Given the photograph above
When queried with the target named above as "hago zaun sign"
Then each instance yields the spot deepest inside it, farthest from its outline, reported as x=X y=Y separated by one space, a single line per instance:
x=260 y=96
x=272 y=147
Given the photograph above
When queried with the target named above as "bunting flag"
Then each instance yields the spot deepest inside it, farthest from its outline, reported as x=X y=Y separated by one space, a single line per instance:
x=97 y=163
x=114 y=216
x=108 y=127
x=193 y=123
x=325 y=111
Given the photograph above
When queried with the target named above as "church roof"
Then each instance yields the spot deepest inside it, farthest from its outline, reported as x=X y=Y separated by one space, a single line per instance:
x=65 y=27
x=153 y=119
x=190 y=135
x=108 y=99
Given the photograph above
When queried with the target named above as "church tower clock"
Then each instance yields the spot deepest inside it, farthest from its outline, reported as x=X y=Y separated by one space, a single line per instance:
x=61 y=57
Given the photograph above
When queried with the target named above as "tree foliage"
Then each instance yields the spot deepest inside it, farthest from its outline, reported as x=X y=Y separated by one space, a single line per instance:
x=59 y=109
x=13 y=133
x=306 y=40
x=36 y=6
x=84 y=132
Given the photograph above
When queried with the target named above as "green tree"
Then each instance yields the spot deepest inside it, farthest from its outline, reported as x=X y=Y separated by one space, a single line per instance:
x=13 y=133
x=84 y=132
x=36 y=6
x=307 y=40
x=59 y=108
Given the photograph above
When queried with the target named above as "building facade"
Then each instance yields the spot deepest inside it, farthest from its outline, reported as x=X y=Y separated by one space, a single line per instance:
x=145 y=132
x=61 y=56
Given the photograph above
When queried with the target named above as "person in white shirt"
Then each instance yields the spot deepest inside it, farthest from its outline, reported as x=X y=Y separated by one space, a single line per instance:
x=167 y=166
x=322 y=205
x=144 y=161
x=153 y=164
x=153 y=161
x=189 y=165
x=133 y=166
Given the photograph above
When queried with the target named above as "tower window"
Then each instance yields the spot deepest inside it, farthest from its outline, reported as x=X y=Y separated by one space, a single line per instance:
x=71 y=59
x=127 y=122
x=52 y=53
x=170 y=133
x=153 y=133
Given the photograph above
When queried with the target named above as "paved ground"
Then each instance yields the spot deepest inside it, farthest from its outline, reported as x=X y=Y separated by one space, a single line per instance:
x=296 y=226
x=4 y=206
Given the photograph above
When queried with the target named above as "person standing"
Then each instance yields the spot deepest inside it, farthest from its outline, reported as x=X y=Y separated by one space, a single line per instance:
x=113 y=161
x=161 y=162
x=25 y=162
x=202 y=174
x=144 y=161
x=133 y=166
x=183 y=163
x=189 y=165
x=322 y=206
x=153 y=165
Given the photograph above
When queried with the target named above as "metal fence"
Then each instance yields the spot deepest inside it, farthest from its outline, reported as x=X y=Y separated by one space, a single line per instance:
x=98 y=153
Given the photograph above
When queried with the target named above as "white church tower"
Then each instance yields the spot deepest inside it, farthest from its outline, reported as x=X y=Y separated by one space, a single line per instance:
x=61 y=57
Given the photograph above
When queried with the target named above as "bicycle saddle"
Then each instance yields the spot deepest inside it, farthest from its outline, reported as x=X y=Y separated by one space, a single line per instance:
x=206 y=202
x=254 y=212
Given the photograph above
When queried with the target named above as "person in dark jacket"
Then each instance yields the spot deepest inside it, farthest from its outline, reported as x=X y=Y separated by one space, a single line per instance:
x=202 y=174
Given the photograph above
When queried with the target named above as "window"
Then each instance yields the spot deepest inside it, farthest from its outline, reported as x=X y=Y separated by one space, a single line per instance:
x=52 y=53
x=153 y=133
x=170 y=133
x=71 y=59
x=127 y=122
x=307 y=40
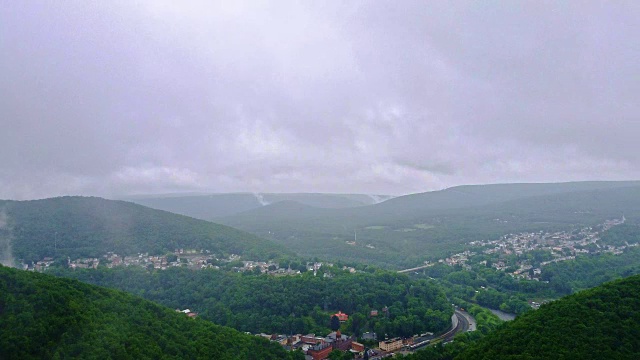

● INSTRUCTIONS TO FOLLOW
Apart from the pictures, write every entry out again exactly.

● RESPONSE
Given the photograph above
When queried with the target named above as "hago zaun sign"
Then each instance yields the spot deepest inside it, farthest from its outline, reported as x=X y=Y separated by one space, a single line per instance:
x=260 y=96
x=272 y=147
Given the photograph above
When queried with the target named above as "bunting flag"
Then each instance yields the spot deepest inside it, farthest from its outline, reported as x=X y=Y separated by one space, a single line per instance:
x=97 y=163
x=114 y=216
x=108 y=127
x=193 y=123
x=325 y=111
Given the photograph above
When queried with the target named above as "church roof"
Then each instance yields the spot deepest inside it, farthest from its outline, reported as x=X y=Y separated by one space, a single line per instance:
x=65 y=27
x=153 y=119
x=190 y=135
x=108 y=99
Given the photograph above
When queried with the target named above as "church tower clock"
Then each instance yields the spot deepest inside it, farthest from its outline, reported as x=X y=Y separated by one space, a single line per instance:
x=61 y=57
Given the photograph above
When queried with the target named above as "tree foliage"
Then each instance yields the spot deepest inside it, farthest from its outline, reported as x=X y=Y separated by one space, a single line per instance:
x=59 y=109
x=13 y=133
x=306 y=40
x=36 y=6
x=84 y=132
Given the photograph above
When queried with the target named above as "green tree"
Then each instance yields the spot deepest inside it, farthest from its outline, reported as x=X y=Y separated by one space, a single line per instance:
x=13 y=133
x=84 y=132
x=36 y=6
x=307 y=40
x=59 y=108
Given the photograph above
When queried with the target named above as "building facade"
Then each instance yields the spot deepest inside it, farthest from its outline, reported as x=X y=Y separated by one space, a single line per instance:
x=145 y=132
x=61 y=56
Given the photograph above
When queried with the target named above as "person in white shirt"
Then each instance yields the spot deepest inside it, farthest from its outline, reported as x=X y=Y separated by one space, a single line per instance:
x=167 y=166
x=322 y=205
x=144 y=161
x=153 y=164
x=153 y=161
x=189 y=165
x=133 y=166
Given the photograph above
When queried with the target named above as "tower window"
Then each instance yields the spot deepest inside it, farthest from its outline, reported as x=X y=Y separated by one space, a single line per instance:
x=71 y=59
x=127 y=122
x=52 y=53
x=170 y=133
x=153 y=133
Given the photograph above
When queried with the target named above as "paved ground"
Then each instance yields the spot deepest inside it, farthest from its outline, reported as x=X y=Y separated by one space, a single line per instance:
x=296 y=226
x=4 y=206
Given the photograph above
When queried with the target named above as "person standing"
Then each instance yields the spot deepest inside it, farthest from its outline, reported as x=X y=Y separated by one space, a single line per instance:
x=113 y=161
x=161 y=162
x=25 y=162
x=202 y=174
x=144 y=161
x=133 y=166
x=183 y=163
x=189 y=165
x=322 y=206
x=153 y=165
Given the photograph above
When queried with the target named above as "metal fence"
Then each instance yields the spot deepest inside it, farthest from its outline, reported as x=X y=Y separated by one space, a single line per instance:
x=98 y=153
Given the photograph above
When queried with the target named above as "white church tower"
Then each instance yields the spot deepest inside it, farthest from its outline, reported as x=X y=Y separated by one space, a single line per instance:
x=61 y=57
Given the photograph above
When queried with the target named above as "bicycle saddle"
Then each instance yields the spot deepest inside it, farthest from its outline, reported as x=X y=Y separated by one space, a single line per instance:
x=206 y=202
x=254 y=212
Given the photograph above
When queried with the target named above as "person in dark jacket"
Then each instance yields the spot deepest inside it, farthest from its outline, reported as x=X y=Y separated by one space, a single line per instance:
x=202 y=174
Given the photograph above
When queried with the target named above as "window"
Then each instance yields the spot deepest inside it, farthest from its outline, reported as x=X y=Y separated by one space, a single line per instance:
x=52 y=53
x=153 y=133
x=170 y=133
x=71 y=59
x=127 y=122
x=307 y=40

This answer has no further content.